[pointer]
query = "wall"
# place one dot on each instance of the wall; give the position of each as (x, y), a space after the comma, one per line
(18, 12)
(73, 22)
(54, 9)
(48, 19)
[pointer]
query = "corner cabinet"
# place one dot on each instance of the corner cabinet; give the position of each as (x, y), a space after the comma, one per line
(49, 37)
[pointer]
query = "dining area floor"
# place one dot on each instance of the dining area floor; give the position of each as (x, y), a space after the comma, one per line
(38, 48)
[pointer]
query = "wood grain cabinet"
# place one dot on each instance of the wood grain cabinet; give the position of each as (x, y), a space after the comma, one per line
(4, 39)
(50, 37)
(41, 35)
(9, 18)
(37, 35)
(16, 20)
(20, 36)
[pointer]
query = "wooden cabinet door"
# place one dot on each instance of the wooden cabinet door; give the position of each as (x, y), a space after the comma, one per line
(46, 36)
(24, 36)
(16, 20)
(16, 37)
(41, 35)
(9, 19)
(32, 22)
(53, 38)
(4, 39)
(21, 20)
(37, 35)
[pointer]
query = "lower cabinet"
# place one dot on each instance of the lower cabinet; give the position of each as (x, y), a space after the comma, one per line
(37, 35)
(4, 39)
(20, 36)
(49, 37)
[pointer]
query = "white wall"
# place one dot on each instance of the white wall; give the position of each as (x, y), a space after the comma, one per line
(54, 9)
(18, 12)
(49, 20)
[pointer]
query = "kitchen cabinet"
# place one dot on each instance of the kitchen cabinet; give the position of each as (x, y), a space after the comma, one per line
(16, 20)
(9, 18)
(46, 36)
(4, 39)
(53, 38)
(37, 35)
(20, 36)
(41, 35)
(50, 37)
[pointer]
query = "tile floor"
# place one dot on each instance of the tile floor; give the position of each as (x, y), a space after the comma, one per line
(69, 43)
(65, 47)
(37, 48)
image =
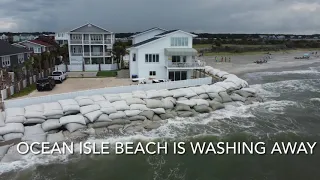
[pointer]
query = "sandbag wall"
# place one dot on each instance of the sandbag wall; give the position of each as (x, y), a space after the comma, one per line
(129, 112)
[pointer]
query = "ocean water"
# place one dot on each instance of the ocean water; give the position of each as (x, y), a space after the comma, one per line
(290, 113)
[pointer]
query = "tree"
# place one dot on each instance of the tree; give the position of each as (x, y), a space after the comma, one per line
(118, 51)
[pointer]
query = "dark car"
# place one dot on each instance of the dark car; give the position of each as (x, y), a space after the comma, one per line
(46, 83)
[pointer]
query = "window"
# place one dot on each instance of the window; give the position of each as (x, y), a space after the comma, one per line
(6, 61)
(20, 58)
(152, 58)
(152, 73)
(179, 41)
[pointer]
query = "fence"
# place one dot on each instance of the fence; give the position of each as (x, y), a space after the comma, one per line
(87, 67)
(109, 90)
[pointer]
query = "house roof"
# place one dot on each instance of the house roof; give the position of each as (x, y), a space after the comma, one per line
(8, 49)
(145, 42)
(148, 30)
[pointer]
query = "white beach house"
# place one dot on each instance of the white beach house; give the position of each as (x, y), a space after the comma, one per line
(91, 45)
(164, 55)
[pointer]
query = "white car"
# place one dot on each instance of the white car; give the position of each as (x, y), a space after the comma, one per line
(59, 76)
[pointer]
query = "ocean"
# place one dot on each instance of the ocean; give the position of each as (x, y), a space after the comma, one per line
(290, 113)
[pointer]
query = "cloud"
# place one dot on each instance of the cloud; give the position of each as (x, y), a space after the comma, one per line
(217, 16)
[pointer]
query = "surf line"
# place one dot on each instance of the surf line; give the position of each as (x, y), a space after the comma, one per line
(245, 148)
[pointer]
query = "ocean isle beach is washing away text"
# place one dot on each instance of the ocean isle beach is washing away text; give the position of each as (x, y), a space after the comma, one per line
(178, 148)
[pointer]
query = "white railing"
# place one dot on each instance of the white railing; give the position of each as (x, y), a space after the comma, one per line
(186, 64)
(110, 90)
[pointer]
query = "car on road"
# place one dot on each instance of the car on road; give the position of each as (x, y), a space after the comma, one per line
(59, 76)
(45, 83)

Requirements:
Show every line above that contains the string "tile". Treat uppercase and lowercase as different.

The response:
query = "tile floor"
# place one dot on each instance of the tile floor; give the position of each as (x, y), a space after the comma, one per line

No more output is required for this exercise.